The United States seems to be shedding its initial reluctancy to impose or at least encourage the use of facemasks, following weeks of mixed signals from the Trump administration.
New York Governor Andrew Cuomo has just ordered all people to wear a face-covering while in public, giving an initial three-day grace period. The state is moving towards “a new normal,” said Cuomo, as he eyes a gradual reopening of businesses.
“Where we’re going, it’s not reopening in that we’re going to reopen what was. We’re going to a different place,” Cuomo said. “If you are going to be in a situation, in public, where you come into contact with other people [and not] not socially distanced, you must have a mask or a cloth covering nose and mouth.”
As part of that phased reopening, people will now have to wear protective masks, Cuomo said, so far dismissing the use of fines. The order to use masks will be applied to people on public transit and in public spaces, including stores. It doesn’t necessarily need to be a mask — scarfs and bandanas will also be accepted, but some form of facial covering will be mandatory.
New York Mayor Bill de Blasio has also recently asked grocery stores to insist customers wear masks while shopping.
“I’m asking every store to put up a sign that you’re required to wear a face covering. This is another one of the things we have to do to protect each other,” he said at his daily press briefing.
A few days before New York’s decision, the Center for Disease Control and Prevention (CDC) updated its national coronavirus guidelines, now recommending wearing facemasks in public places “where other social distancing measures are difficult to maintain […] especially in areas of significant community-based transmission.”
..............................
Exercises —
- a) According to the news report on face masks, what items besides masks will be accepted as face coverings under Cuomo's order?
- b) Resume the news report on face masks, picking up after its final sentence.
The records have nothing to do with the news report on face masks.

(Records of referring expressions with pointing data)
..............................
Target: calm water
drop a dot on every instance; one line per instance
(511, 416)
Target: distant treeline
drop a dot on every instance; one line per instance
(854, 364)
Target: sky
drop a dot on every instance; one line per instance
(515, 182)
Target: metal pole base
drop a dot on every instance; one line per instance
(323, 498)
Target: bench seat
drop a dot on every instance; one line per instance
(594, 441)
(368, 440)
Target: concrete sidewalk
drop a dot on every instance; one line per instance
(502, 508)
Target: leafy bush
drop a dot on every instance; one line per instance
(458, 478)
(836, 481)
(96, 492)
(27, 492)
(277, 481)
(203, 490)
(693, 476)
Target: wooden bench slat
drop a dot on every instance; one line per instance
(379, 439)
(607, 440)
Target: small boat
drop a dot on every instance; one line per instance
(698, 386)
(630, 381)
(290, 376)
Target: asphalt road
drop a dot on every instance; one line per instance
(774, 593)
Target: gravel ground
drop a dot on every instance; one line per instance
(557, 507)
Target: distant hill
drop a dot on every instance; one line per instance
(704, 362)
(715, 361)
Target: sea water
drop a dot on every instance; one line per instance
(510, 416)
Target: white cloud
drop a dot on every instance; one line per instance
..............................
Task answers —
- a) Scarfs and bandanas.

- b)
The CDC had only suggested medical workers use facemasks first but decided to change its guidelines based on “new evidence” that shows individuals can transmit the virus to others before showing symptoms, meaning the virus can spread between those who are interacting close to each other.
In line with the CDC, President Trump also reversed previous guidance that suggested masks were unnecessary for people who weren’t sick and now is recommending to wear “non-medical cloth” face coverings. Nevertheless, the recommendations are only voluntary.
Despite his own government’s recommendations, Trump won’t likely be wearing a mask in the near future. “I don’t think I’m going to be doing it,” he said, adding, “Wearing a face mask as I greet presidents, prime ministers, dictators, kings, queens — I just don’t see it.”
Even the US Surgeon General first explicitly asked people to not wear masks, saying that this could actually increase the spread of coronavirus, and can now be seen sharing videos on his social media accounts on how to make a face mask out of old cloth and two rubber bands.
This is understandably creating confusion among the American citizens. But it’s not just the US. While Taiwan, Japan, Hong Kong recommended widespread face masks right away, most health organizations gave completely opposite guidance and are now changing their mind.